The problem —
Return, from the listing below, every line that includes "item".

Given records —
------------------------------------------------------------

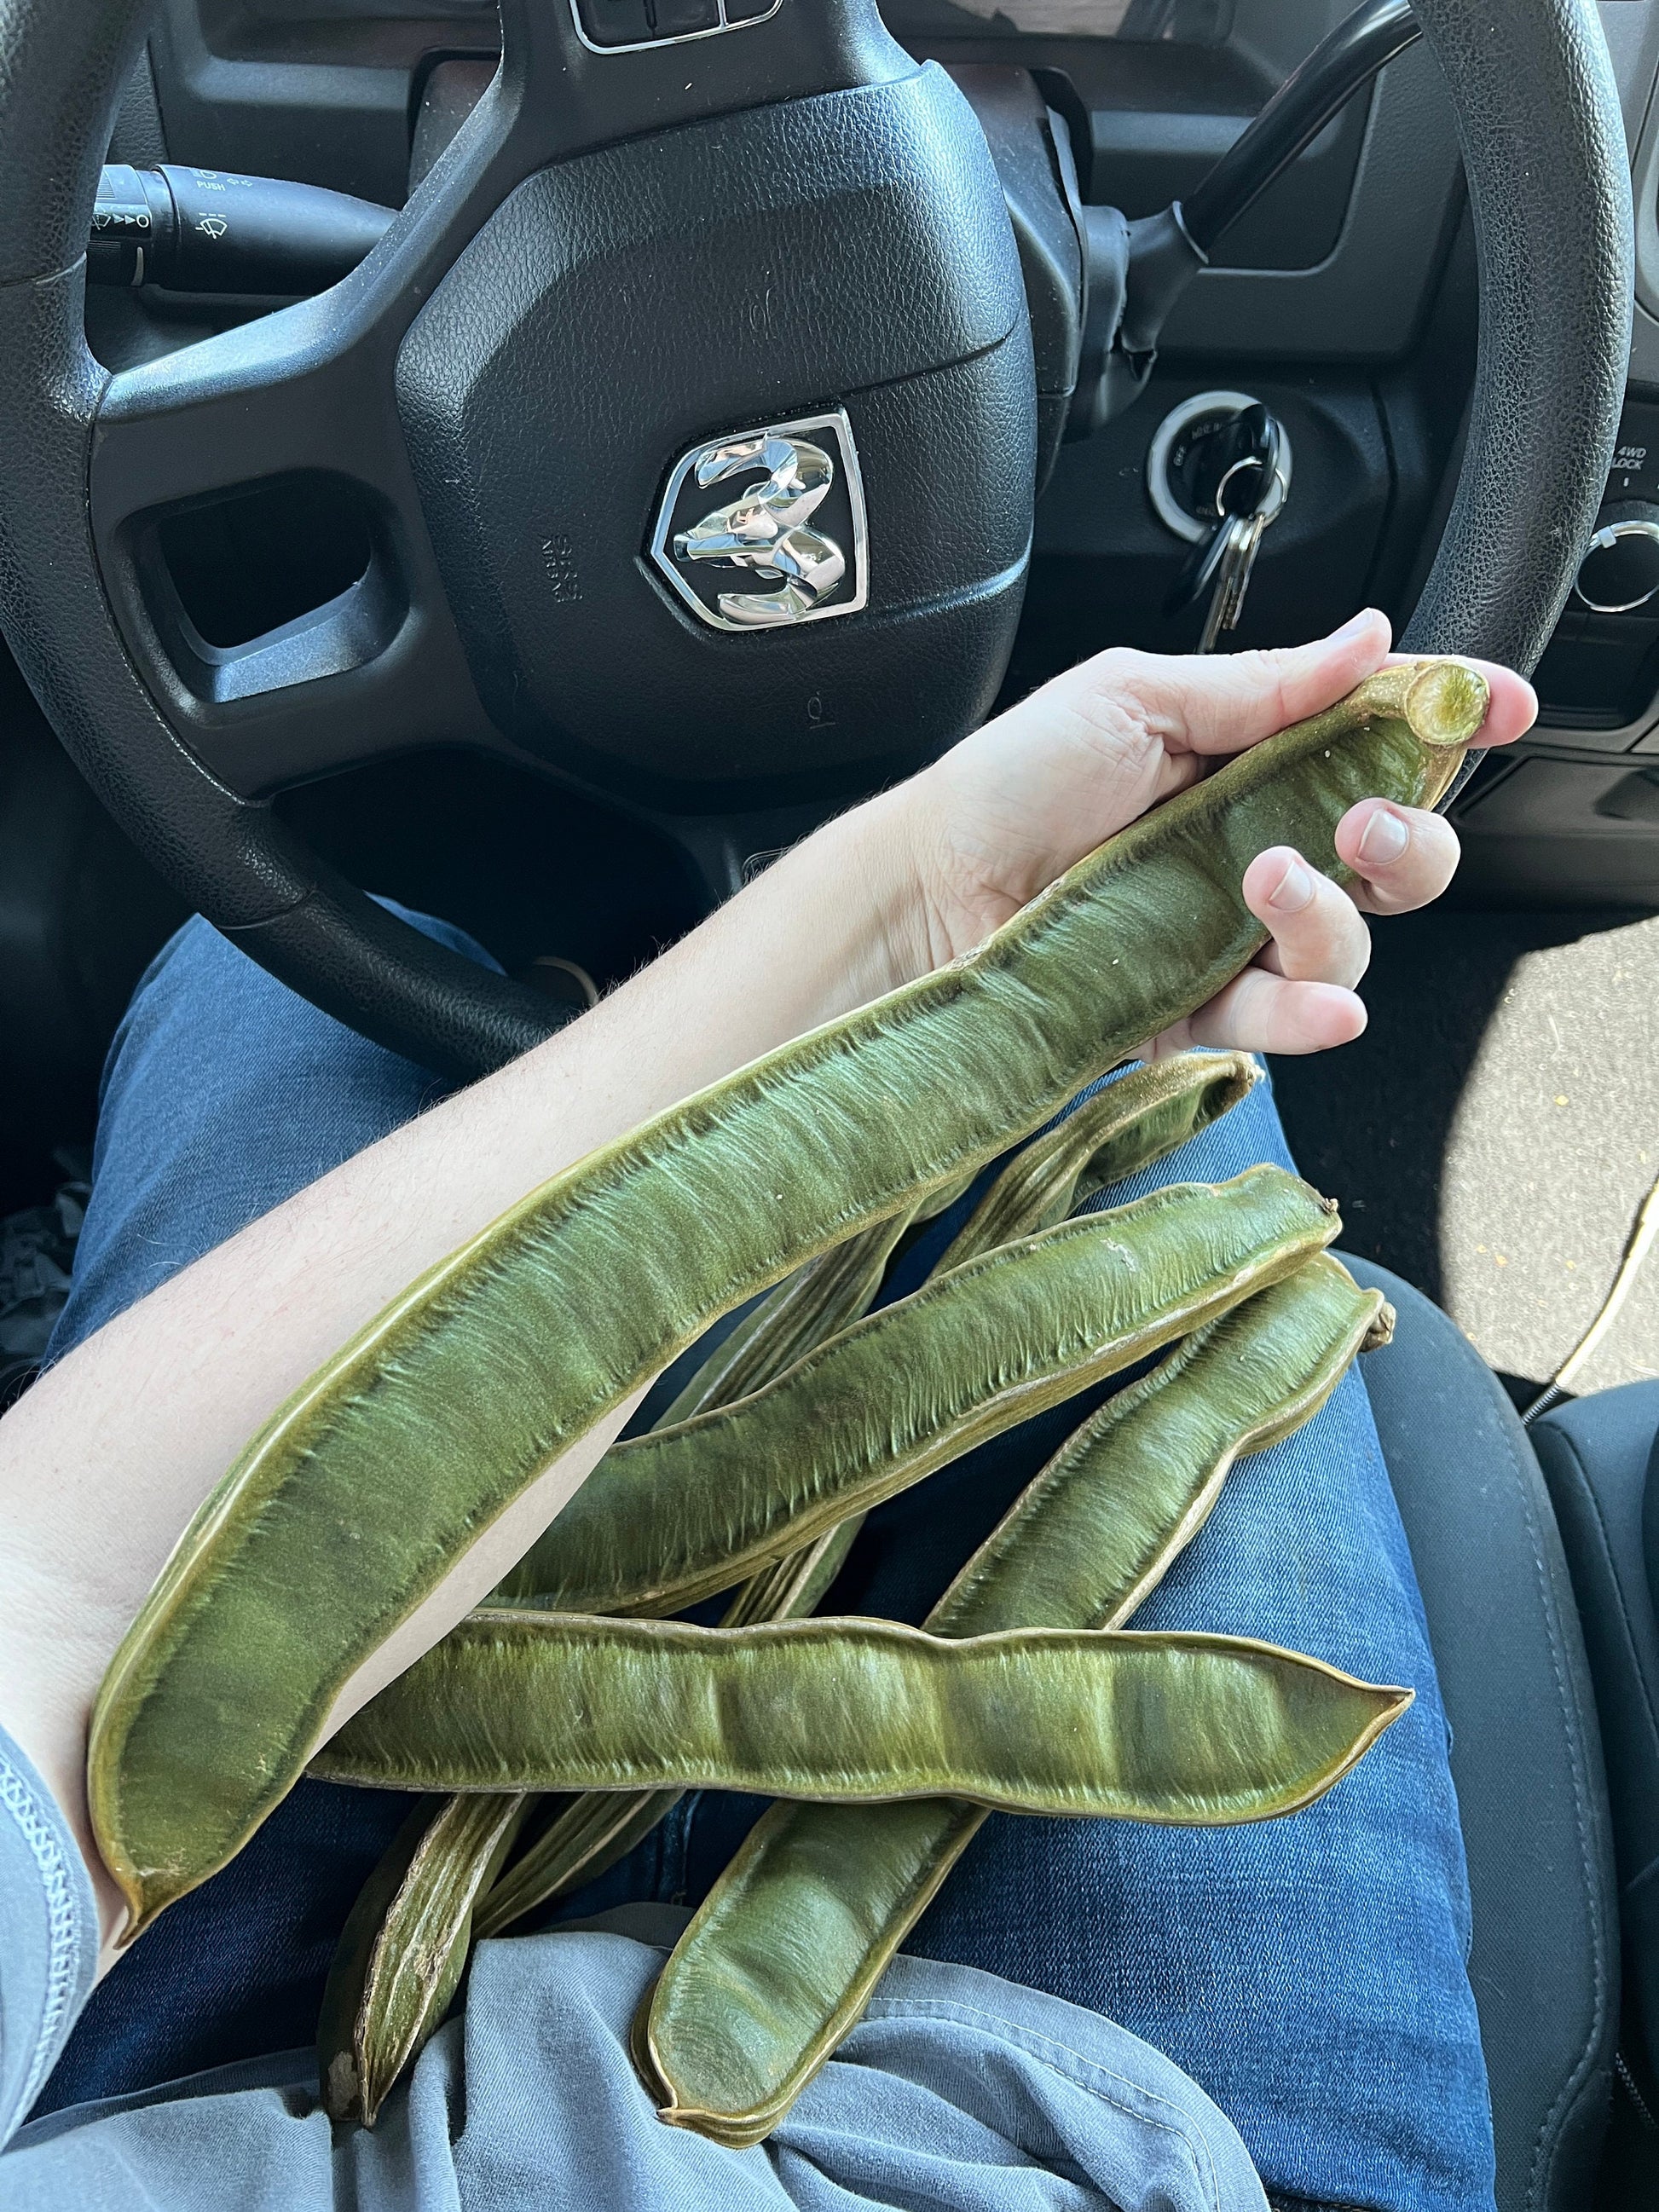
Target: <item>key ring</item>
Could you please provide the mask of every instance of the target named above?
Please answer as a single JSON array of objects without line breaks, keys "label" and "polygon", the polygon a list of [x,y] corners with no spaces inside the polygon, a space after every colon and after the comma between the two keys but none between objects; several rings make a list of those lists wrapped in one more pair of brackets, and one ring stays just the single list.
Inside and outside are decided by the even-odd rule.
[{"label": "key ring", "polygon": [[1226,522],[1229,520],[1235,521],[1247,521],[1251,516],[1257,514],[1261,517],[1264,522],[1276,522],[1278,520],[1279,510],[1285,504],[1286,495],[1290,490],[1290,486],[1285,481],[1285,471],[1283,469],[1278,467],[1277,465],[1274,466],[1273,480],[1267,489],[1266,498],[1257,500],[1255,505],[1250,509],[1249,515],[1230,517],[1227,511],[1227,487],[1232,482],[1233,478],[1238,474],[1239,471],[1241,469],[1265,469],[1267,465],[1267,464],[1266,460],[1260,453],[1241,453],[1238,459],[1233,463],[1231,468],[1228,470],[1226,475],[1222,477],[1221,482],[1215,488],[1215,511],[1223,522]]}]

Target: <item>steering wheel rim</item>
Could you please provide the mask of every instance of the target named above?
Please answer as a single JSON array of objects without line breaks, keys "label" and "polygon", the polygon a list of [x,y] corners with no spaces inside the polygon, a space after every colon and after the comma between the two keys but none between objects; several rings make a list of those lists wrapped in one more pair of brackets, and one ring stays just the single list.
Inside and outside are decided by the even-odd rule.
[{"label": "steering wheel rim", "polygon": [[[1588,538],[1623,399],[1632,224],[1618,95],[1589,0],[1520,0],[1501,9],[1486,0],[1417,0],[1417,8],[1458,118],[1480,258],[1480,333],[1462,475],[1405,643],[1480,653],[1530,671]],[[14,365],[0,381],[0,628],[94,789],[210,920],[363,1034],[446,1073],[482,1073],[549,1035],[564,1018],[560,1010],[407,928],[288,830],[257,776],[250,789],[204,758],[200,729],[186,709],[177,698],[158,698],[154,665],[144,665],[142,639],[135,643],[121,601],[128,546],[122,532],[130,517],[158,484],[190,481],[185,469],[173,478],[162,470],[152,482],[146,471],[155,468],[153,456],[169,436],[181,450],[188,440],[199,441],[204,422],[213,437],[234,439],[251,419],[248,410],[257,414],[261,389],[251,373],[240,384],[233,374],[228,385],[222,379],[211,390],[192,389],[189,355],[202,349],[191,349],[169,357],[165,404],[146,404],[155,394],[142,376],[112,379],[86,346],[87,214],[110,117],[150,13],[149,0],[0,0],[0,144],[14,179],[0,236],[0,356]],[[848,0],[820,10],[817,0],[785,0],[778,20],[787,40],[770,27],[764,39],[751,27],[711,42],[711,50],[739,54],[727,65],[736,72],[734,105],[712,117],[676,111],[674,87],[693,73],[682,72],[683,57],[671,53],[665,70],[647,58],[646,74],[636,80],[643,87],[640,112],[653,126],[678,124],[682,137],[688,127],[712,127],[727,139],[746,132],[751,145],[763,148],[769,118],[786,103],[793,103],[788,127],[797,133],[809,99],[864,99],[872,114],[880,106],[883,129],[899,112],[902,131],[913,132],[903,251],[925,260],[934,251],[930,227],[940,238],[952,233],[949,267],[945,247],[939,248],[939,266],[950,279],[942,289],[956,284],[947,334],[957,364],[952,373],[969,360],[1001,363],[994,371],[1001,381],[975,401],[977,412],[959,410],[984,432],[975,466],[980,476],[990,472],[991,504],[989,519],[975,527],[1000,550],[981,560],[971,589],[956,592],[976,625],[969,633],[974,649],[936,651],[928,663],[961,665],[962,681],[939,712],[965,727],[988,704],[1000,673],[1029,546],[1035,400],[1029,362],[1023,382],[1010,368],[1024,328],[1024,302],[1010,292],[1018,270],[1000,191],[976,130],[963,132],[938,106],[944,95],[933,89],[901,99],[894,90],[931,85],[938,72],[915,70],[886,38],[872,6]],[[483,235],[511,193],[536,173],[538,153],[544,164],[568,155],[571,127],[579,149],[605,148],[606,118],[596,124],[583,108],[597,97],[589,79],[577,85],[575,125],[562,138],[526,149],[510,129],[496,127],[503,116],[510,122],[523,112],[528,92],[538,88],[531,21],[526,0],[505,0],[507,58],[490,100],[386,246],[345,288],[324,295],[325,304],[250,326],[262,331],[280,321],[290,381],[328,357],[329,319],[342,311],[343,295],[349,295],[348,311],[368,315],[375,288],[392,281],[388,271],[398,283],[418,285],[422,267],[430,289],[432,277],[447,277],[465,251],[458,225],[471,224],[465,235]],[[742,62],[744,52],[756,58]],[[556,58],[568,80],[568,55]],[[853,126],[842,108],[827,127],[825,147],[833,150]],[[509,173],[501,149],[514,144],[516,173]],[[630,189],[640,173],[629,172]],[[953,271],[967,263],[983,272],[982,281],[957,280]],[[902,321],[902,310],[893,309],[890,319]],[[871,317],[872,331],[879,319]],[[398,374],[407,327],[397,331],[383,362],[388,379]],[[220,366],[236,353],[238,334],[228,336],[228,346],[213,342]],[[251,360],[267,343],[268,336],[242,341]],[[945,336],[934,332],[927,343],[933,350],[919,359],[945,359]],[[889,349],[884,372],[902,378],[906,358]],[[1022,410],[1023,422],[1016,419]],[[359,413],[365,438],[386,436],[393,474],[399,465],[407,473],[407,451],[399,463],[398,450],[408,440],[407,412],[401,425],[392,416],[389,426],[372,411]],[[295,444],[287,428],[279,447],[282,438],[290,441],[283,450],[303,459],[303,441]],[[440,444],[428,453],[429,476],[441,477],[448,451]],[[447,593],[464,592],[465,580],[458,586],[454,560],[445,575],[435,574],[431,544],[407,523],[411,511],[428,511],[419,508],[418,495],[413,510],[388,495],[386,526],[394,535],[403,530],[404,572],[425,575],[447,604]],[[939,610],[951,598],[934,593],[930,621],[945,618]],[[847,632],[866,620],[848,623]],[[842,628],[825,624],[823,635]],[[469,669],[459,638],[442,631],[441,622],[428,623],[419,652],[411,649],[399,711],[417,720],[424,714],[447,734],[459,726],[459,734],[495,742],[479,705],[488,671],[481,679],[476,657]],[[941,633],[923,627],[914,635],[937,640]],[[994,671],[988,683],[988,671]],[[348,681],[352,672],[348,668]],[[389,713],[396,704],[382,701],[373,711]]]}]

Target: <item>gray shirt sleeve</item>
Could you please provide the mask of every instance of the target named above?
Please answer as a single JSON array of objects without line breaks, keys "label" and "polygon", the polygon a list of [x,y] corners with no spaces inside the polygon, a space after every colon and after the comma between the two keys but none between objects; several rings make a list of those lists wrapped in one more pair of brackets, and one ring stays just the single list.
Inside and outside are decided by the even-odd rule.
[{"label": "gray shirt sleeve", "polygon": [[[665,2127],[628,2031],[688,1915],[644,1906],[484,1943],[465,2015],[371,2134],[336,2141],[311,2051],[51,2113],[0,2154],[5,2212],[1267,2212],[1238,2136],[1098,2014],[900,1958],[776,2132]],[[0,2121],[28,2110],[92,1984],[91,1884],[0,1735]],[[116,1969],[119,1973],[119,1968]]]},{"label": "gray shirt sleeve", "polygon": [[75,1839],[0,1729],[0,2143],[68,2041],[97,1959],[97,1908]]}]

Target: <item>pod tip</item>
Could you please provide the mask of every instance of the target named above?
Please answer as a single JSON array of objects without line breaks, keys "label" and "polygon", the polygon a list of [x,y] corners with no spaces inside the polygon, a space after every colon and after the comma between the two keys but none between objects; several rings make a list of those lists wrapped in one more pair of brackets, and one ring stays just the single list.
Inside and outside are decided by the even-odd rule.
[{"label": "pod tip", "polygon": [[1394,1308],[1389,1304],[1388,1300],[1386,1298],[1382,1299],[1377,1305],[1376,1313],[1371,1317],[1371,1325],[1365,1331],[1364,1336],[1361,1340],[1359,1349],[1362,1352],[1382,1352],[1385,1350],[1388,1346],[1394,1342],[1395,1323],[1398,1319],[1399,1316],[1395,1312]]},{"label": "pod tip", "polygon": [[121,1893],[127,1908],[127,1917],[114,1938],[117,1951],[131,1950],[147,1929],[155,1926],[169,1905],[176,1904],[194,1882],[180,1881],[167,1869],[156,1867],[134,1868],[112,1855],[94,1823],[93,1834],[98,1844],[99,1856],[109,1873],[111,1881]]},{"label": "pod tip", "polygon": [[1492,702],[1478,668],[1462,660],[1425,660],[1406,693],[1406,720],[1425,745],[1467,745],[1480,734]]},{"label": "pod tip", "polygon": [[129,1894],[127,1917],[115,1938],[115,1948],[118,1951],[130,1951],[144,1930],[153,1923],[161,1910],[161,1907],[159,1905],[145,1905],[142,1903],[135,1903]]}]

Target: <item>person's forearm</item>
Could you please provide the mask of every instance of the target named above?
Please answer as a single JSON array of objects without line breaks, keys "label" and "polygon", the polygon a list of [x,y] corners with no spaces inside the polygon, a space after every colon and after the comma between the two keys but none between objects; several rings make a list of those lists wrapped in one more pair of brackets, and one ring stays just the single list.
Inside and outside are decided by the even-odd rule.
[{"label": "person's forearm", "polygon": [[[549,1043],[111,1322],[0,1422],[0,1722],[83,1839],[91,1699],[168,1552],[250,1435],[406,1283],[538,1182],[904,980],[917,942],[905,804],[878,799],[830,824]],[[622,1419],[481,1539],[384,1674],[499,1578]],[[371,1686],[354,1686],[359,1697]],[[107,1888],[103,1901],[114,1908]]]}]

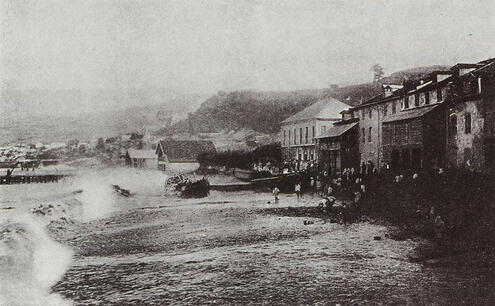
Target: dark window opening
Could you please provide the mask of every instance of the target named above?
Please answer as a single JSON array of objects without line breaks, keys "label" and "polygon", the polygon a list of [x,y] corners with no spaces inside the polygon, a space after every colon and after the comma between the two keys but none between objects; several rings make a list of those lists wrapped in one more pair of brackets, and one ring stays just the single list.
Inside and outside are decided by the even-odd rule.
[{"label": "dark window opening", "polygon": [[308,143],[308,135],[309,134],[309,128],[306,127],[306,135],[305,135],[305,140],[306,140],[306,143]]},{"label": "dark window opening", "polygon": [[442,88],[437,89],[437,101],[442,101]]},{"label": "dark window opening", "polygon": [[303,143],[303,133],[302,128],[299,128],[299,144]]},{"label": "dark window opening", "polygon": [[368,129],[368,142],[371,142],[371,127]]},{"label": "dark window opening", "polygon": [[425,104],[426,105],[430,104],[430,92],[429,91],[425,92]]},{"label": "dark window opening", "polygon": [[416,93],[414,95],[414,106],[416,106],[416,107],[419,106],[419,93]]},{"label": "dark window opening", "polygon": [[372,110],[371,110],[371,108],[370,108],[370,113],[369,113],[369,115],[370,115],[370,119],[371,119],[371,112],[372,112]]},{"label": "dark window opening", "polygon": [[392,114],[395,114],[395,112],[397,111],[397,106],[395,105],[395,101],[392,102]]},{"label": "dark window opening", "polygon": [[363,143],[366,141],[366,134],[364,128],[361,129],[361,135],[363,136]]},{"label": "dark window opening", "polygon": [[408,96],[404,97],[404,108],[409,108],[409,97]]},{"label": "dark window opening", "polygon": [[467,113],[464,115],[464,133],[471,133],[471,114]]}]

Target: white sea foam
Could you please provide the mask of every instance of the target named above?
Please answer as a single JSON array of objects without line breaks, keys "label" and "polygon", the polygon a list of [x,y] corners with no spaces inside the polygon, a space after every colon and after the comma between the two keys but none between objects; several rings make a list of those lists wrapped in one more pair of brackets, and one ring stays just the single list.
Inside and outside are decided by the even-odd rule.
[{"label": "white sea foam", "polygon": [[16,203],[9,205],[17,209],[0,215],[0,305],[71,305],[51,287],[70,267],[72,251],[53,241],[46,225],[108,217],[120,209],[112,185],[132,193],[156,193],[166,178],[158,171],[107,169],[81,172],[58,187],[26,185],[31,194],[27,197],[17,196],[22,189],[12,186]]},{"label": "white sea foam", "polygon": [[0,305],[71,305],[51,286],[69,268],[72,251],[50,239],[39,218],[0,219]]}]

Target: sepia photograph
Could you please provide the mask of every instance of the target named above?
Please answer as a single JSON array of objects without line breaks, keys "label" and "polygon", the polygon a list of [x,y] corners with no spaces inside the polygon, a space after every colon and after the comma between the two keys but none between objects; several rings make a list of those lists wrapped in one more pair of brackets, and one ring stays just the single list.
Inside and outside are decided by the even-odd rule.
[{"label": "sepia photograph", "polygon": [[495,1],[0,0],[4,305],[495,305]]}]

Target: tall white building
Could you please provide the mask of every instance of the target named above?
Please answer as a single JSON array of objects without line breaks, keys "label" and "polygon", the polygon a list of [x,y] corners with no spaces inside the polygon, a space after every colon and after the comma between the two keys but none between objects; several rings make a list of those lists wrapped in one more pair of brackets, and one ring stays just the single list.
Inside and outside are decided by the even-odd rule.
[{"label": "tall white building", "polygon": [[285,160],[300,167],[317,161],[316,138],[341,120],[349,105],[334,98],[320,100],[280,123],[280,145]]}]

------------------------------------------------------------

Solution to this task —
Target: <item>key ring</item>
Target: <item>steering wheel rim</item>
Target: <item>gray shirt sleeve</item>
Target: <item>pod tip</item>
Target: <item>person's forearm</item>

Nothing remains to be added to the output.